• **Task directions**: All of the data below should be repeated exactly. Pictures should not be included.

• **Dataset records**:
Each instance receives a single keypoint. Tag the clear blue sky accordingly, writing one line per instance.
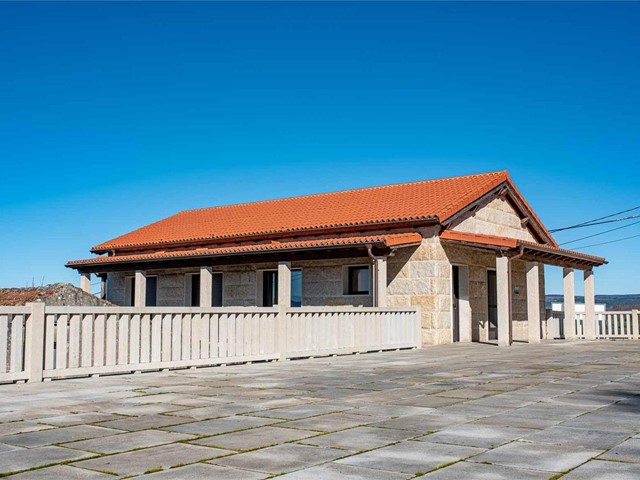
(113, 115)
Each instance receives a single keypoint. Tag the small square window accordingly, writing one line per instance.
(358, 280)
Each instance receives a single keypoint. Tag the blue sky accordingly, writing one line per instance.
(114, 115)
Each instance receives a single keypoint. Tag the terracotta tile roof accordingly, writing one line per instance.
(513, 243)
(388, 240)
(417, 201)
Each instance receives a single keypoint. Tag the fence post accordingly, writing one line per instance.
(34, 342)
(418, 326)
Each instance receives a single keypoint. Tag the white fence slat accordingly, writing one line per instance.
(186, 337)
(176, 337)
(74, 341)
(145, 338)
(223, 336)
(123, 339)
(111, 342)
(166, 338)
(156, 338)
(4, 342)
(134, 339)
(210, 338)
(98, 340)
(49, 342)
(87, 340)
(61, 342)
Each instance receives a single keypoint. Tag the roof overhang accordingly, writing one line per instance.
(381, 242)
(547, 254)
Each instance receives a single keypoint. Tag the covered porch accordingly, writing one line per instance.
(509, 253)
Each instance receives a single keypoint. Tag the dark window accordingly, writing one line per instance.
(152, 292)
(296, 288)
(132, 291)
(216, 300)
(269, 288)
(195, 290)
(358, 281)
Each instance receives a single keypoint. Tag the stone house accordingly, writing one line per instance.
(468, 250)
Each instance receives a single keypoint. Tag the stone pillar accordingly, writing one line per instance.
(533, 301)
(464, 307)
(569, 304)
(284, 302)
(589, 325)
(85, 282)
(103, 286)
(284, 284)
(503, 277)
(380, 282)
(140, 292)
(206, 286)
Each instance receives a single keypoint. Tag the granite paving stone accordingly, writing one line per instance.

• **Expected answer**:
Each instance receives a single keypoint. Tag the clear blue sky accordingly, writing one line per instance.
(113, 115)
Each instance receives a single keypoint. Tag the small square window accordingly, writing one line per instance.
(358, 280)
Each instance receives a single keypoint. Tag the blue sky accordingly, writing one line per instance.
(114, 115)
Each instance receives a single keypoint. Tag the terracotta tile roof accordingly, writing one line per instance.
(513, 243)
(388, 240)
(417, 201)
Each instance receives a single keypoint. Tag the fence post accordingly, writing one line per instance.
(34, 342)
(418, 326)
Each instance receives a single keypoint. Tag the white fence slat accordingly, writing one line per instance.
(186, 337)
(176, 337)
(74, 341)
(145, 338)
(223, 336)
(123, 339)
(111, 342)
(166, 338)
(156, 338)
(4, 342)
(134, 339)
(210, 338)
(98, 340)
(49, 342)
(87, 340)
(61, 342)
Each instance receives a single keypoint. Tag the roof overhang accordingly, writing one line per instance.
(381, 242)
(547, 254)
Each instance receives a single keypoint. Tag the covered porch accordingly, writing one line per instance.
(509, 253)
Each instance receives a single keypoint. Tag the dark window accordingly, writing one line per instance.
(152, 292)
(296, 288)
(132, 291)
(216, 300)
(269, 288)
(195, 290)
(358, 281)
Each instance receives a single keypoint. Tag the stone house accordingly, writing one line per instance.
(468, 250)
Each instance receives a single keypoint. Tag the stone pillar accordingly, writing one line per instance.
(533, 301)
(464, 307)
(569, 304)
(284, 302)
(589, 325)
(85, 282)
(103, 286)
(284, 284)
(503, 277)
(380, 282)
(140, 292)
(206, 286)
Each instance receives a single keypoint. Tag the granite paving stone accordingly, writing one line per instance.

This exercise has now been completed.